• **LAVORO RICHIESTO**
A - Trascrivi dal brano su Rigoni Stern il tratto che va da "E mentre marciavi" fino a "come rami secchi.".
B - Nel brano su Rigoni Stern, che titolo ha la seconda parte della narrazione?
C - Riassumi in due frasi il brano su Rigoni Stern.

È forse uno degli aspetti della narrazione di Rigoni Stern che più colpisce il lettore: il nemico non assume mai caratteri mostruosi, le sembianze dell’antagonista, il ruolo del portatore di morte; anche nella seconda parte del racconto, quando la situazione dei soldati italiani diventerà disperata, i soldati russi non assumeranno mai questo ruolo: addirittura, dopo la decisiva battaglia di Nikolaevka, il sergente Rigoni, stanco e affamato, troverà riparo in una isba e mangerà, quasi gomito a gomito, in un’atmosfera surreale, allo stesso tavolo di un gruppo di soldati dell’Armata Rossa. Il vero nemico, come vedremo, sarà il freddo, il gelo, il temibile generale Inverno. D’altronde quel “proprio come uno di noi” è abbastanza eloquente e in questo senso e potrebbe ricordare i versi de La guerra di Piero:

E mentre marciavi con l’anima in spalle
Vedesti un uomo in fondo alla valle
Che aveva il tuo stesso identico umore
Ma la divisa di un altro colore. 

 Nel gennaio 1943 la situazione precipita: i soldati italiani cominciano la loro disperata ritirata verso casa. Comincia la seconda parte della narrazione, intitolata La sacca, nella quale abbiamo il picco di drammaticità del racconto. L’atmosfera tiepida del caposaldo, le luci calde delle lampade a olio riflesse dal legname, lasciano il posto al freddo sterile della steppa russa, alle infinite distese di neve abbacinante, ai morsi della fame, ai piedi immersi gelati che ghiacciano e si spezzano, come rami secchi.

[Voci estratte]
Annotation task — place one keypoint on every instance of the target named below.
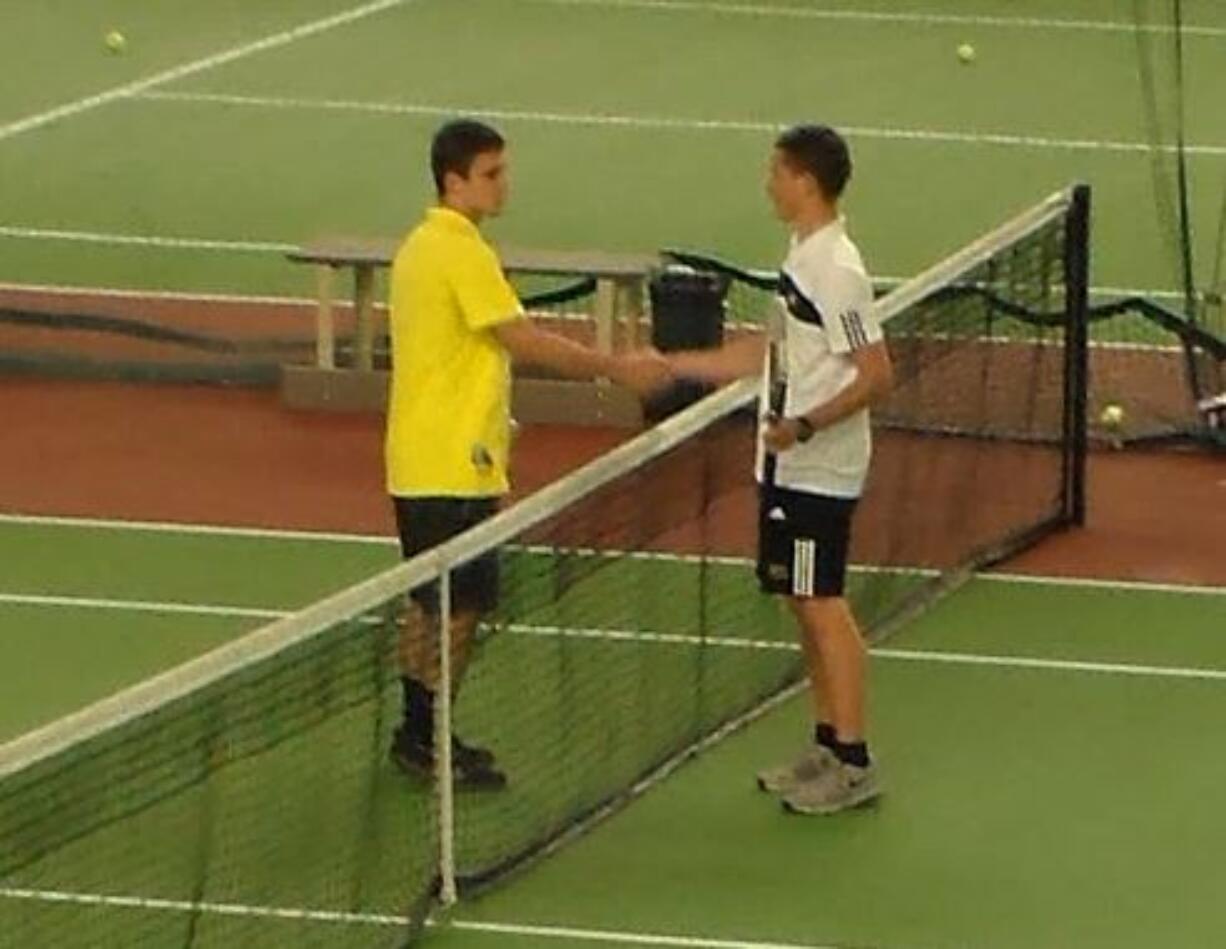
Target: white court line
(166, 243)
(140, 606)
(613, 937)
(331, 916)
(191, 69)
(158, 296)
(670, 123)
(663, 639)
(808, 12)
(196, 530)
(385, 541)
(310, 302)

• **SOLUZIONI SVOLTE**
A -
E mentre marciavi con l’anima in spalle
Vedesti un uomo in fondo alla valle
Che aveva il tuo stesso identico umore
Ma la divisa di un altro colore. 

 Nel gennaio 1943 la situazione precipita: i soldati italiani cominciano la loro disperata ritirata verso casa. Comincia la seconda parte della narrazione, intitolata La sacca, nella quale abbiamo il picco di drammaticità del racconto. L’atmosfera tiepida del caposaldo, le luci calde delle lampade a olio riflesse dal legname, lasciano il posto al freddo sterile della steppa russa, alle infinite distese di neve abbacinante, ai morsi della fame, ai piedi immersi gelati che ghiacciano e si spezzano, come rami secchi.

B - La sacca.

C - Nella narrazione di Rigoni Stern i soldati russi non assumono mai il ruolo di nemici mostruosi: dopo la battaglia di Nikolaevka il sergente Rigoni mangia perfino allo stesso tavolo di soldati dell'Armata Rossa, mentre il vero nemico è il freddo. Nel gennaio 1943 comincia la disperata ritirata italiana, raccontata nella seconda parte, La sacca, dove l'atmosfera tiepida del caposaldo lascia il posto al gelo della steppa russa e ai morsi della fame.